_WHAT IS NEEDED_
Reproduce the keyholding forum thread word for word, beginning at the words "A waist belt, for" and stopping after "all the replies.".

_SUPPLIED PASSAGE_
▼
Posted: 31 Dec 2014, 18:26
by msknight
I agree. If you're giving control to each other, then you need to supply the locks to each others belts. Duplicates are all too easy to get cut.

A waist belt, for that amount of time ... she must have already spent a considerable amount of time getting used to it, because forming and getting familiar with steel-on-flesh is tiring me out something chronic!!!

Re: Seeking advice concerning keyholding.

Posted: 01 Jan 2015, 18:54
by Chosen Keyholder
Thanks for all the replies.
She says she has found a way to clean it thoroughly every day while wearing it, but came to my place today to shower with it off because she felt she needed a break from it for a few minutes.
I also got the news by e-mail that my Jail Bird is supposedly on its way. For now I am locked into a CB6000 and she is holding the keys to that at her place.
We have come to agree to an asymmetrical agreement. Though I will keep the keys to her security box, she will give the keys to mine to someone else with neither that person knowing whose the keys are and what they are for, nor me knowing who has them. But only once I am in the Jail Bird.
▲
_STORED ROWS_
▼
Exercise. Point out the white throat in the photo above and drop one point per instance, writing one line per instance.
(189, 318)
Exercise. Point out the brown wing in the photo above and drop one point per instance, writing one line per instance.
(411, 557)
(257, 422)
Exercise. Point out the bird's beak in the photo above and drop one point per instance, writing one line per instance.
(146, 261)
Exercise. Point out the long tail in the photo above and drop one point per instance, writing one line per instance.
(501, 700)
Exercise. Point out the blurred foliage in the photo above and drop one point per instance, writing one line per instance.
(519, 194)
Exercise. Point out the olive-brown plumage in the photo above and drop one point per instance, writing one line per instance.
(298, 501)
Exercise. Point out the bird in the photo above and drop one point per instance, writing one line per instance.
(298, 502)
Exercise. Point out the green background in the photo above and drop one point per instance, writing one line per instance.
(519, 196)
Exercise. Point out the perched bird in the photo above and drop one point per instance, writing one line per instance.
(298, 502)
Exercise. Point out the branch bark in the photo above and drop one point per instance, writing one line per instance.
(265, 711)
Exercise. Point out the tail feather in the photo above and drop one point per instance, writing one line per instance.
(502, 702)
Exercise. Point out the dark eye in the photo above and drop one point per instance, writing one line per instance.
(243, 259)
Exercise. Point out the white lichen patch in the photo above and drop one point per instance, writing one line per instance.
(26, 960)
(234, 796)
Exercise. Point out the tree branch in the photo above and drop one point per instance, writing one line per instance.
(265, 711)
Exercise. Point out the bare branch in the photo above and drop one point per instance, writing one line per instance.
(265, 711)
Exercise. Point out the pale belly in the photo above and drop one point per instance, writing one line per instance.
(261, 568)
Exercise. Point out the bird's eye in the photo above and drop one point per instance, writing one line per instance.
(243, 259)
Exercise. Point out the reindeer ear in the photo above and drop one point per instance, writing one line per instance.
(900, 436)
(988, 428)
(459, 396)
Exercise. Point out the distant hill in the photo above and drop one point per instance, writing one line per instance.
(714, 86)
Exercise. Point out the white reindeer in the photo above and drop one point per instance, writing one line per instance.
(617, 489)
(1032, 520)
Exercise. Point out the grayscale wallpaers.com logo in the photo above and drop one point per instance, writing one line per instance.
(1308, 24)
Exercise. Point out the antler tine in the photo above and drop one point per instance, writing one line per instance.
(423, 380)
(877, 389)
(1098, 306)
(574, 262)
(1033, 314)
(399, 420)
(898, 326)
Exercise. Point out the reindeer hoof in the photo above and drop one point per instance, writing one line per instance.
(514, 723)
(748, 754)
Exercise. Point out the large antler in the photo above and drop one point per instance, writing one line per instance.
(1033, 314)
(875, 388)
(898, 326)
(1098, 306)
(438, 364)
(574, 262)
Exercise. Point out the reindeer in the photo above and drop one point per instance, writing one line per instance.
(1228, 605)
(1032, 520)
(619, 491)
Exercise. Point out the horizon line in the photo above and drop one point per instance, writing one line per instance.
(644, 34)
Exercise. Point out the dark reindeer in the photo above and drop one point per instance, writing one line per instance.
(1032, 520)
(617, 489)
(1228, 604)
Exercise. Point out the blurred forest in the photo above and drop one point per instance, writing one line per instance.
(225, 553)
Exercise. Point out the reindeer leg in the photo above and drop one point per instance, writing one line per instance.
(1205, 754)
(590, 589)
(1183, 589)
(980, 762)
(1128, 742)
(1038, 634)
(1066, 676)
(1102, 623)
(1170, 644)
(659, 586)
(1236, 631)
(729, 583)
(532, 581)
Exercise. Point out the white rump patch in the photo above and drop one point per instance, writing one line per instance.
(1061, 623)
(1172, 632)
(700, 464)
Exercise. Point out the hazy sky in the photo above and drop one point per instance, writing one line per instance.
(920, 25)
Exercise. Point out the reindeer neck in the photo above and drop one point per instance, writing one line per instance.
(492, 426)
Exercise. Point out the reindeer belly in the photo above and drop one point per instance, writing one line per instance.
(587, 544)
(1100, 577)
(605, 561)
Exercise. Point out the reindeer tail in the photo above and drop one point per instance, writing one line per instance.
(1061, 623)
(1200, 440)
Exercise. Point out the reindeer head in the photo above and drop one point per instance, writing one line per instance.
▲
_EXERCISE RESULT_
A waist belt, for that amount of time ... she must have already spent a considerable amount of time getting used to it, because forming and getting familiar with steel-on-flesh is tiring me out something chronic!!!

Re: Seeking advice concerning keyholding.

Posted: 01 Jan 2015, 18:54
by Chosen Keyholder
Thanks for all the replies.